Copy out the rows below, beginning at the line that has "Can you spot any pillow" and continuing through the last row, with every request line included. In the answers only, multiply each box coordinate by 0.6 and round to a whole number, rounding halves up. Keep the requests and their sample coordinate lines unchanged.
====
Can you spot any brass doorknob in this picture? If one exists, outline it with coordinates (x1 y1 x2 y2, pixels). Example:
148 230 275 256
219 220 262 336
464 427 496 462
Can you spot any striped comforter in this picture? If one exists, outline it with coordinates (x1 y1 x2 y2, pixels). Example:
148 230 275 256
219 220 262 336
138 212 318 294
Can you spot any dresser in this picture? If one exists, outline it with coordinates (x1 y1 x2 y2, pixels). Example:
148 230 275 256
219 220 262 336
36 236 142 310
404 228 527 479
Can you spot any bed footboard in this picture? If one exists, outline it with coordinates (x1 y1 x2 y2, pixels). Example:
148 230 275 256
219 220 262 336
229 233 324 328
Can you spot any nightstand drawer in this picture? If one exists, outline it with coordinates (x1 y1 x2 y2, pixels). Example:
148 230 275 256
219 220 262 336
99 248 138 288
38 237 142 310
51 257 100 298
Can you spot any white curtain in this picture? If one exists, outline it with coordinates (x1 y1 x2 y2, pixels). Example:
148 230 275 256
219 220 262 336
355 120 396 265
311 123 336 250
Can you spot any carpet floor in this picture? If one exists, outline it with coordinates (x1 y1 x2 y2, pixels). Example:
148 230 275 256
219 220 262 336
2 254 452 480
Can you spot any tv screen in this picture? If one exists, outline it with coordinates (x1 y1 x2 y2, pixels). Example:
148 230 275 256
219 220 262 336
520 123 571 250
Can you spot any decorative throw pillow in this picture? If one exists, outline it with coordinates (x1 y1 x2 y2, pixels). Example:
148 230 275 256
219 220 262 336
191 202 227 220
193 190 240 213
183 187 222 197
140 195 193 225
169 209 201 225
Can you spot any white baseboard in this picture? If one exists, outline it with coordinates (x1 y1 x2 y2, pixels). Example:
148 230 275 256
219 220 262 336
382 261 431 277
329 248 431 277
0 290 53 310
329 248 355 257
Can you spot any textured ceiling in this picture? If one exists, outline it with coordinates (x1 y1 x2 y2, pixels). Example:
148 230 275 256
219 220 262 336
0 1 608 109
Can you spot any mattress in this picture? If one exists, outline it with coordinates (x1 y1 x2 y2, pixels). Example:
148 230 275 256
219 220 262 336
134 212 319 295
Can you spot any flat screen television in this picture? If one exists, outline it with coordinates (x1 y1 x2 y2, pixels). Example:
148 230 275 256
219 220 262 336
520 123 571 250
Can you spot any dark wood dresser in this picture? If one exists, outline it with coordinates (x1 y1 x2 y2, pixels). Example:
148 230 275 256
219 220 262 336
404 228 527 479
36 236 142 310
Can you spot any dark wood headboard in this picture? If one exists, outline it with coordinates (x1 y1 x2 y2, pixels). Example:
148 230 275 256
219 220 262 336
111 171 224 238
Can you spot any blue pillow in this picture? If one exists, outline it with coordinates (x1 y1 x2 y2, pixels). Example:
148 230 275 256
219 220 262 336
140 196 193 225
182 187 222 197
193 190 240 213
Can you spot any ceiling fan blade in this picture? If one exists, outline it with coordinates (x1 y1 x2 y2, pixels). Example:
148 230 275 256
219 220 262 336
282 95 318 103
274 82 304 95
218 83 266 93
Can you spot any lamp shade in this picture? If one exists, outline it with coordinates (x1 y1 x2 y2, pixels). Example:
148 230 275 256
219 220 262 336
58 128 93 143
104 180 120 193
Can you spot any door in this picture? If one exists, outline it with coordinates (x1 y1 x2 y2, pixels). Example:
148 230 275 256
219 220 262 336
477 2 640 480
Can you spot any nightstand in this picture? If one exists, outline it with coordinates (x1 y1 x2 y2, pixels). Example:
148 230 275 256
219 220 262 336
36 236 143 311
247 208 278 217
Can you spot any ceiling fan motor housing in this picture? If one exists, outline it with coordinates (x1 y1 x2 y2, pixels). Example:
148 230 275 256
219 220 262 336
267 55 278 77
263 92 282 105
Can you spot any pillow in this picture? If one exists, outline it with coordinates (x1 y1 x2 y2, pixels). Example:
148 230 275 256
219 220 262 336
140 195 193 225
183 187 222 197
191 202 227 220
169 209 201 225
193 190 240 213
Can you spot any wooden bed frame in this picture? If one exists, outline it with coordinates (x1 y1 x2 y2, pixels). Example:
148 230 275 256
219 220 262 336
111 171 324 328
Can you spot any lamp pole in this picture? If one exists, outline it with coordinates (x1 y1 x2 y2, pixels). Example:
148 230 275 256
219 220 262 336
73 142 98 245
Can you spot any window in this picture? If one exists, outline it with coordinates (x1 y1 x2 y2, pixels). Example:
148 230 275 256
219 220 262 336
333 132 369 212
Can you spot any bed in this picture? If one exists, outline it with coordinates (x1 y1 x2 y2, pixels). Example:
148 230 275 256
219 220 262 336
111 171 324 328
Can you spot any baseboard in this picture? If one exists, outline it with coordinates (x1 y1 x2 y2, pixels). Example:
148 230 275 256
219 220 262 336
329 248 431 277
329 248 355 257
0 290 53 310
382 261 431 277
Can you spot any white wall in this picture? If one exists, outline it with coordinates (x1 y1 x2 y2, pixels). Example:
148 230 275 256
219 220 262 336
====
### SOLUTION TO THE EXERCISE
Can you spot any pillow in this picture? If one exists, outline it with coordinates (x1 y1 x2 y2, pixels). Example:
148 230 275 256
219 220 262 336
84 117 116 135
110 112 133 118
115 121 136 132
101 125 121 135
116 114 144 128
Can you spot any wooden bed frame in this picture? If one exists, outline it with coordinates (x1 y1 x2 y2, pixels). Example:
148 230 275 256
219 220 262 336
67 103 194 197
Can you spot any lamp pole in this picture? If one exists, outline it with coordinates (x1 y1 x2 y2, pixels). Example:
148 230 275 256
219 220 262 336
44 85 59 147
Can you spot any window in this picture? If one exists, outline it with coordinates (x1 y1 x2 y2, pixels). Example:
148 230 275 256
219 220 262 336
200 79 221 127
Can you spot any bed in this picture? If one exists, outline it with coordinates (x1 y1 x2 y2, pixels). Example:
148 230 275 256
219 220 262 336
67 103 194 197
Can you spot any baseboard in this picture? If one exists, outline it with coordinates (x1 y1 x2 y2, pixels). Example:
148 230 275 256
219 220 262 336
197 149 259 166
197 149 213 154
0 174 32 186
229 157 259 166
Can you spot any white wall in this picture? If one exists, outline it with coordinates (x1 y1 x2 y2, pixels). Example:
148 230 275 256
219 220 262 336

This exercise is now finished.